>>>

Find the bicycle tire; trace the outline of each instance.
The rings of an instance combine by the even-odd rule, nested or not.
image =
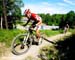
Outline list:
[[[23,53],[26,53],[29,50],[29,48],[32,45],[32,40],[28,38],[27,41],[25,41],[26,44],[24,45],[24,49],[26,47],[27,47],[27,49],[26,50],[22,49],[23,51],[17,51],[19,49],[21,50],[21,46],[22,46],[22,42],[23,42],[23,40],[21,40],[21,38],[25,38],[25,37],[27,38],[27,34],[19,34],[16,37],[14,37],[14,39],[12,41],[12,44],[11,44],[11,51],[12,51],[12,53],[14,53],[15,55],[21,55]],[[18,40],[18,38],[20,38],[20,40]],[[28,43],[28,41],[30,41],[30,43]],[[27,44],[29,46],[27,46]],[[16,50],[16,47],[17,47],[17,50]]]

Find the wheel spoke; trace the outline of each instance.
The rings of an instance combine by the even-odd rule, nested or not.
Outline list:
[[[32,42],[31,40],[27,39],[27,35],[21,34],[13,39],[11,47],[14,54],[19,55],[27,52],[31,45]]]

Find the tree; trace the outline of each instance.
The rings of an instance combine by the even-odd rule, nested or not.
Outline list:
[[[43,23],[45,23],[45,14],[39,14],[42,17]]]
[[[3,16],[4,16],[4,20],[5,20],[5,25],[6,25],[6,29],[8,29],[8,23],[7,23],[7,14],[6,14],[6,0],[2,1],[3,3]]]
[[[43,23],[47,25],[59,25],[60,28],[64,28],[66,24],[69,24],[70,27],[75,27],[75,13],[70,11],[67,14],[39,14]]]
[[[3,6],[2,6],[3,5]],[[4,16],[3,21],[5,20],[6,28],[8,25],[7,16],[14,16],[14,18],[21,18],[21,9],[23,6],[22,0],[0,0],[0,16]],[[2,9],[3,7],[3,9]],[[2,12],[3,11],[3,12]],[[13,17],[12,17],[13,19]]]
[[[51,20],[50,14],[46,14],[45,23],[46,23],[47,25],[50,25],[50,24],[51,24],[50,20]]]
[[[60,23],[59,23],[59,28],[64,29],[64,26],[66,24],[66,14],[61,15]]]
[[[43,23],[51,25],[51,16],[50,14],[39,14],[42,17]]]
[[[69,23],[70,27],[72,27],[75,23],[75,13],[74,11],[70,11],[67,13],[66,21]]]
[[[2,22],[3,22],[3,18],[2,18],[2,0],[0,0],[0,27],[1,27],[1,29],[3,28],[3,24],[2,24]]]
[[[62,14],[54,14],[54,15],[52,15],[52,22],[55,25],[59,25],[59,23],[61,21],[61,17],[62,17]]]

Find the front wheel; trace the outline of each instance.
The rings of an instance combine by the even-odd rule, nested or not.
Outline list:
[[[29,38],[28,34],[17,35],[11,44],[11,51],[16,55],[21,55],[28,51],[32,45],[32,40]]]

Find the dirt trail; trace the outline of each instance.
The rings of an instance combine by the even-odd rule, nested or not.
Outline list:
[[[68,36],[70,34],[71,34],[70,32],[68,32],[66,34],[58,34],[56,36],[49,37],[48,39],[50,41],[55,42],[55,41],[57,41],[57,39],[63,38],[64,36]],[[37,45],[32,45],[31,48],[28,50],[28,52],[27,53],[24,53],[22,55],[14,55],[10,51],[9,53],[7,53],[7,56],[0,57],[0,60],[25,60],[25,58],[27,56],[37,57],[38,52],[39,52],[39,49],[42,46],[45,46],[47,44],[51,44],[52,45],[52,43],[50,43],[48,41],[45,41],[45,40],[42,42],[41,45],[38,45],[38,46]]]

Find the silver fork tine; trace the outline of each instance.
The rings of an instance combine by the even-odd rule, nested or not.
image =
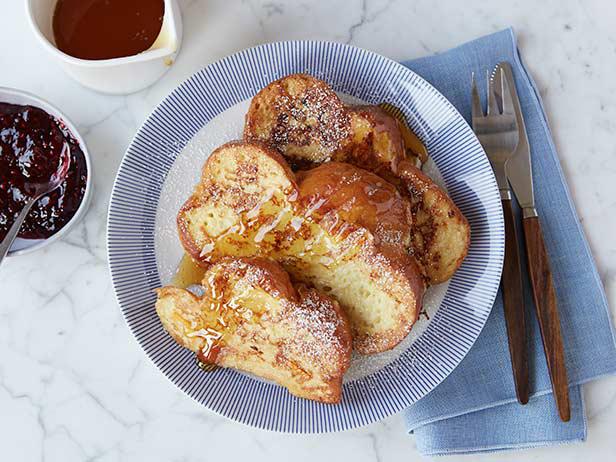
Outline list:
[[[502,67],[499,67],[500,78],[501,78],[501,95],[503,101],[503,114],[514,114],[513,108],[513,99],[511,96],[511,89],[509,88],[509,84],[507,83],[507,79],[505,78],[505,71]]]
[[[473,117],[483,117],[481,98],[479,97],[479,90],[477,90],[477,82],[475,81],[474,72],[471,76],[471,114]]]
[[[490,71],[486,71],[486,79],[488,81],[488,115],[498,115],[500,114],[500,110],[498,108],[498,103],[500,102],[500,98],[496,94],[495,86],[498,85],[500,88],[500,72],[497,72],[496,75],[490,78]],[[498,77],[497,77],[498,76]],[[495,82],[495,78],[498,78],[498,82]]]

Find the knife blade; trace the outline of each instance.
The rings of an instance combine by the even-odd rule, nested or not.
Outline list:
[[[528,137],[526,135],[526,126],[524,125],[520,99],[518,98],[515,80],[513,79],[513,71],[511,69],[511,64],[508,62],[499,63],[497,67],[502,69],[503,77],[507,80],[507,85],[511,92],[513,109],[519,127],[518,145],[505,165],[505,172],[515,197],[520,207],[523,209],[524,216],[537,216],[537,211],[535,210],[535,194],[533,190],[530,145],[528,144]]]

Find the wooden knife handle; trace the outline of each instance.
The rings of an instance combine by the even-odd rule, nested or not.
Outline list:
[[[511,199],[504,199],[505,261],[503,264],[503,306],[509,338],[509,354],[515,382],[515,393],[520,404],[528,403],[528,350],[526,342],[526,316],[520,251]]]
[[[545,359],[552,381],[552,390],[556,399],[558,413],[563,422],[571,418],[569,408],[569,385],[565,366],[565,351],[560,332],[560,317],[556,304],[556,291],[550,270],[550,261],[543,240],[543,231],[539,217],[527,217],[522,220],[526,237],[526,254],[528,255],[528,272],[533,287],[535,309],[541,329],[541,339],[545,350]]]

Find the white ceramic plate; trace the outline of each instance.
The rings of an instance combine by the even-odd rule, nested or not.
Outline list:
[[[469,255],[448,284],[426,294],[426,314],[390,352],[355,356],[343,400],[327,405],[230,369],[203,372],[165,333],[152,289],[170,282],[182,255],[175,216],[214,148],[241,137],[252,96],[307,72],[347,101],[400,108],[431,156],[428,173],[472,228]],[[154,363],[215,412],[270,430],[336,431],[400,411],[440,383],[468,352],[490,313],[502,266],[500,199],[485,154],[461,115],[419,76],[387,58],[327,42],[284,42],[214,63],[178,87],[137,133],[109,209],[108,250],[122,312]]]

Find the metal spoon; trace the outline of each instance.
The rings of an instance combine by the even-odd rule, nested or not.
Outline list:
[[[17,215],[17,218],[13,222],[4,240],[0,242],[0,263],[2,263],[2,260],[4,260],[4,257],[6,257],[6,254],[11,248],[13,241],[15,240],[15,238],[17,237],[17,234],[19,233],[19,229],[21,228],[22,223],[28,216],[28,213],[30,212],[30,209],[32,208],[34,203],[37,200],[39,200],[41,196],[44,196],[45,194],[49,194],[50,192],[52,192],[54,189],[56,189],[58,186],[62,184],[62,182],[66,178],[66,175],[68,174],[68,169],[70,166],[71,166],[71,151],[70,151],[69,145],[65,143],[64,147],[62,148],[62,152],[60,153],[60,162],[58,163],[58,168],[51,175],[51,178],[49,178],[49,181],[45,183],[30,183],[30,182],[24,183],[24,189],[26,190],[30,198],[28,199],[28,202],[26,202],[26,205],[24,206],[24,208],[21,209],[21,212],[19,212],[19,215]]]

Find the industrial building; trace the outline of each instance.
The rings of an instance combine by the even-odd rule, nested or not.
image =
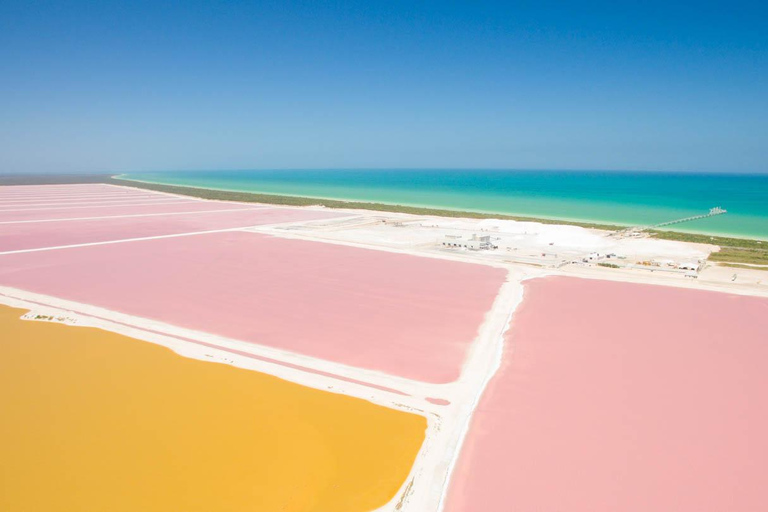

<<<

HOW TO COMPLETE THIS TASK:
Reproduce the records above exactly, excluding every picture.

RESPONSE FOR THIS EXERCISE:
Find the bicycle tire; trace the outline of each instance.
The rings of an instance combine by the even-odd rule, nested or not.
image =
Outline list:
[[[23,53],[26,53],[29,50],[29,48],[32,45],[32,40],[28,38],[27,41],[25,41],[26,44],[24,45],[24,49],[26,47],[27,47],[27,49],[26,50],[22,49],[23,51],[17,51],[19,49],[21,50],[21,46],[22,46],[22,42],[23,42],[23,40],[21,40],[21,38],[25,38],[25,37],[27,38],[27,34],[19,34],[16,37],[14,37],[14,39],[12,41],[12,44],[11,44],[11,51],[12,51],[12,53],[14,53],[15,55],[21,55]],[[18,40],[18,38],[20,38],[20,40]],[[28,43],[28,41],[30,41],[30,43]],[[27,44],[29,46],[27,46]],[[16,50],[16,47],[17,47],[17,50]]]

Find the wheel spoke; trace the outline of each instance.
The rings of an instance combine by the even-odd rule, nested or not.
Outline list:
[[[32,42],[31,40],[27,39],[27,35],[21,34],[13,39],[11,47],[14,54],[19,55],[27,52],[31,45]]]

Find the tree; trace the outline of each instance.
The rings of an instance combine by the even-odd rule, nested or not.
Outline list:
[[[43,23],[45,23],[45,14],[39,14],[42,17]]]
[[[3,16],[4,16],[4,20],[5,20],[5,25],[6,25],[6,29],[8,29],[8,23],[7,23],[7,14],[6,14],[6,0],[2,1],[3,3]]]
[[[43,23],[47,25],[59,25],[60,28],[64,28],[66,24],[69,24],[70,27],[75,27],[75,13],[70,11],[67,14],[39,14]]]
[[[3,6],[2,6],[3,5]],[[4,16],[3,21],[5,20],[6,28],[8,25],[7,16],[14,16],[14,18],[21,18],[21,9],[23,6],[22,0],[0,0],[0,16]],[[2,9],[3,7],[3,9]],[[2,12],[3,11],[3,12]],[[13,17],[12,17],[13,19]]]
[[[51,20],[50,14],[46,14],[45,23],[46,23],[47,25],[50,25],[50,24],[51,24],[50,20]]]
[[[60,23],[59,23],[59,28],[64,29],[64,26],[66,24],[66,14],[61,15]]]
[[[43,23],[51,25],[51,16],[50,14],[39,14],[42,17]]]
[[[69,23],[70,27],[72,27],[75,23],[75,13],[74,11],[70,11],[67,13],[66,21]]]
[[[2,22],[3,22],[3,18],[2,18],[2,0],[0,0],[0,27],[1,27],[1,29],[3,28],[3,24],[2,24]]]
[[[62,14],[54,14],[54,15],[52,15],[52,22],[55,25],[59,25],[59,23],[61,21],[61,17],[62,17]]]

Find the front wheel; trace the outline of each instance.
The rings of an instance combine by the even-odd rule, nested or not.
Outline list:
[[[29,38],[28,34],[17,35],[11,44],[11,51],[16,55],[21,55],[28,51],[32,45],[32,40]]]

Find the dirt trail; trace the outline of each instance.
The rings of an instance combine by the even-odd rule, nested or not.
Outline list:
[[[68,36],[70,34],[71,34],[70,32],[68,32],[66,34],[58,34],[56,36],[49,37],[48,39],[50,41],[55,42],[55,41],[57,41],[57,39],[63,38],[64,36]],[[37,45],[32,45],[31,48],[28,50],[28,52],[27,53],[24,53],[22,55],[14,55],[10,51],[9,53],[7,53],[7,56],[0,57],[0,60],[25,60],[25,58],[27,56],[37,57],[38,52],[39,52],[39,49],[42,46],[45,46],[47,44],[51,44],[52,45],[52,43],[50,43],[48,41],[45,41],[45,40],[42,42],[41,45],[38,45],[38,46]]]

Find the silver fork tine; trace the outline of each instance.
The rings of an instance combine by the even-odd rule, nested or not.
image =
Outline list:
[[[502,67],[499,67],[500,78],[501,78],[501,95],[503,101],[503,114],[514,114],[513,108],[513,99],[511,96],[511,89],[509,88],[509,84],[507,83],[507,79],[505,78],[505,71]]]
[[[473,117],[483,117],[481,98],[479,97],[479,90],[477,90],[477,82],[475,81],[474,72],[471,76],[471,114]]]
[[[490,71],[486,71],[486,79],[488,81],[488,115],[498,115],[500,114],[500,110],[498,108],[498,103],[500,102],[500,98],[496,94],[495,86],[498,85],[500,88],[500,72],[497,72],[496,75],[490,78]],[[498,77],[497,77],[498,76]],[[495,82],[495,78],[498,78],[498,82]]]

Find the knife blade; trace the outline of each instance.
The rings of an instance combine by the even-odd rule, nested or not.
Outline list:
[[[528,137],[526,135],[526,126],[524,125],[520,99],[518,98],[515,80],[513,79],[513,71],[511,69],[511,64],[508,62],[499,63],[497,67],[502,69],[503,77],[507,80],[507,85],[511,92],[513,109],[519,127],[518,145],[505,165],[505,172],[515,197],[520,207],[523,209],[524,216],[537,216],[537,211],[535,210],[535,194],[533,190],[530,145],[528,144]]]

Find the wooden knife handle; trace the outline of each instance.
The rings of an instance combine by the even-odd rule, nested or not.
Outline list:
[[[511,199],[504,199],[505,261],[503,264],[503,306],[509,338],[509,354],[515,382],[515,393],[520,404],[528,403],[528,350],[526,342],[526,316],[520,251]]]
[[[545,359],[552,381],[552,390],[556,399],[558,413],[563,422],[571,418],[569,408],[569,385],[565,366],[565,351],[560,332],[560,317],[556,304],[556,291],[550,270],[550,261],[543,240],[543,231],[539,217],[527,217],[522,220],[526,237],[526,254],[528,255],[528,272],[533,287],[535,309],[541,329],[541,339],[545,350]]]

Find the white ceramic plate; trace the outline of each instance.
The rings of an instance combine by the even-odd rule, nested or not.
Outline list:
[[[469,255],[448,284],[426,294],[426,314],[390,352],[355,356],[343,400],[327,405],[230,369],[203,372],[165,333],[152,289],[170,282],[182,255],[175,216],[214,148],[241,137],[252,96],[307,72],[347,101],[400,108],[431,156],[428,173],[472,228]],[[154,363],[215,412],[270,430],[336,431],[400,411],[440,383],[468,352],[490,313],[502,266],[500,199],[485,154],[461,115],[419,76],[387,58],[327,42],[284,42],[214,63],[178,87],[137,133],[109,209],[108,250],[122,312]]]

Find the metal spoon; trace the outline of each instance.
The rings of an instance combine by the even-odd rule, nested or not.
Outline list:
[[[17,215],[17,218],[13,222],[4,240],[0,242],[0,263],[2,263],[2,260],[4,260],[4,257],[6,257],[6,254],[11,248],[13,241],[15,240],[15,238],[17,237],[17,234],[19,233],[19,229],[21,228],[22,223],[28,216],[28,213],[30,212],[30,209],[32,208],[34,203],[37,200],[39,200],[41,196],[44,196],[45,194],[49,194],[50,192],[52,192],[54,189],[56,189],[58,186],[62,184],[62,182],[66,178],[66,175],[68,174],[68,169],[70,166],[71,166],[71,151],[70,151],[69,145],[65,143],[64,147],[62,148],[62,152],[60,153],[60,162],[58,163],[58,168],[51,175],[51,178],[49,178],[49,181],[45,183],[30,183],[30,182],[24,183],[24,189],[26,190],[30,198],[28,199],[28,202],[26,202],[26,205],[24,206],[24,208],[21,209],[21,212],[19,212],[19,215]]]

Find the industrial building; trace the outline of each instance.
The rings of an instance combine by the even-odd rule, nested or not.
image =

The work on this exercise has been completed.